Prompt: Reproduce each line of the material that follows, word for word.

Supplied data:

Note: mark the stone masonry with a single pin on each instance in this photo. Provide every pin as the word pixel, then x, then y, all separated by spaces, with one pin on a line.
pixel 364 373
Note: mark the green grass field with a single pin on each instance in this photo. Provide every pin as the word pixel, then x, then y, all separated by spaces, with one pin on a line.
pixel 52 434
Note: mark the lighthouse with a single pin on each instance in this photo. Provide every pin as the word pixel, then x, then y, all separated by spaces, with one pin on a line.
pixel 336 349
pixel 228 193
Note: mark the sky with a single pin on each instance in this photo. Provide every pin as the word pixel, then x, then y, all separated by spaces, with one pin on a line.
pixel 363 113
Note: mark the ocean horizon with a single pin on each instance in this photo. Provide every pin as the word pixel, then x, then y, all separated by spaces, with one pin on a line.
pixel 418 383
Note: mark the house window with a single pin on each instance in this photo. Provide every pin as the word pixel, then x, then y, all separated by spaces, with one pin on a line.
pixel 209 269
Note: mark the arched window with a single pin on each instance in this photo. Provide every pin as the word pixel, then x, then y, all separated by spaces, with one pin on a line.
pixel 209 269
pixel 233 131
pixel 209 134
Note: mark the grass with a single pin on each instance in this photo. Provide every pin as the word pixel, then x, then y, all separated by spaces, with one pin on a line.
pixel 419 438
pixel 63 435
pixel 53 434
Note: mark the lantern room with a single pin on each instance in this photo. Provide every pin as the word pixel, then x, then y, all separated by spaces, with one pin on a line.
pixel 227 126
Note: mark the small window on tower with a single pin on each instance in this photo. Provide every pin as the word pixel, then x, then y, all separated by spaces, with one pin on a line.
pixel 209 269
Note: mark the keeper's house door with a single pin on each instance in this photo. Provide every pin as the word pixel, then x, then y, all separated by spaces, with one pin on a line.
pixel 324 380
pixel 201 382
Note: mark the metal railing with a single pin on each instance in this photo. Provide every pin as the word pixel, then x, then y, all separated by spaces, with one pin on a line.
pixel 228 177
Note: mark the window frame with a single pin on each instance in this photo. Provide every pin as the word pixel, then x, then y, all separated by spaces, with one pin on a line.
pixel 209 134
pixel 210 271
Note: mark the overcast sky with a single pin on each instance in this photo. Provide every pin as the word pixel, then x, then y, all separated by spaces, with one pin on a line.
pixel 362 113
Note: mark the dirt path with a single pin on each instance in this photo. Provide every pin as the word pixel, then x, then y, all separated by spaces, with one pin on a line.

Answer:
Note: mark the stone masonry with a single pin on each instance in this photo. Provide every pin as the word pixel, then x, then y, all separated by spaces, with one pin on a line.
pixel 364 373
Note: mark the green grass field with a single pin on each instance in this photo. Provide every pin as the word pixel, then x, then y, all separated by spaces, with one pin on a line.
pixel 52 434
Note: mark the lighthouse with a single pin on each instance in this photo. Provide every pin as the word pixel, then x, then y, all separated by spaces, with one pin on a line.
pixel 336 349
pixel 228 193
Note: mark the sky with a single pin on each instance in this photo. Provide every pin as the word pixel, then x, then y, all separated by spaces, with one pin on a line.
pixel 363 113
Note: mark the ocean horizon with a single pin on each instance in this photo. Provide every pin as the word pixel, then x, then y, all separated by spaces, with one pin on a line.
pixel 418 383
Note: mark the house window with a single pin on each instance in this photo. Provide every pin as the word pixel, then x, then y, all separated by spaces, with one pin on a line.
pixel 209 269
Note: mark the arched window with a single pin on each instance in this photo. Provide every pin as the word pixel, then x, then y, all separated by spaces, with one pin on a line.
pixel 209 269
pixel 233 131
pixel 209 134
Note: mark the grass with a single pin on each instance in this photo. Provide every pin as the word pixel, then x, then y, all separated by spaces, with one pin on a line.
pixel 419 438
pixel 63 435
pixel 53 434
Note: mark the lantern room with a single pin on each instance in this photo. Provide every pin as the word pixel, then x, then y, all separated by spaces, with one pin on a line.
pixel 227 126
Note: mark the small window on tower with a single pin on each instance in this photo. Provide every pin as the word pixel, then x, then y, all separated by spaces, with one pin on a line.
pixel 209 269
Note: mark the keeper's house door with a single pin on each instance in this photo. Provide every pin as the word pixel, then x, then y, all separated by spaces, with one pin on a line.
pixel 324 380
pixel 201 382
Note: mark the metal railing with a single pin on each instance in this photo. Provide every pin as the word pixel, then x, then y, all separated by spaces, with one pin on a line.
pixel 228 177
Note: mark the window frame with a single pin on each instance in this photo. Provide every pin as the word pixel, then x, then y, all separated by spaces, with one pin on a line.
pixel 209 134
pixel 210 271
Note: mark the overcast sky with a single pin on each instance in this photo. Provide every pin as the word pixel, then x, then y, all separated by spaces, with one pin on a line.
pixel 362 113
Note: mark the dirt path with a single pin on each instance in this photo. Provide every pin as the word pixel, then x, then y, all separated by spaces, with one pin on a line.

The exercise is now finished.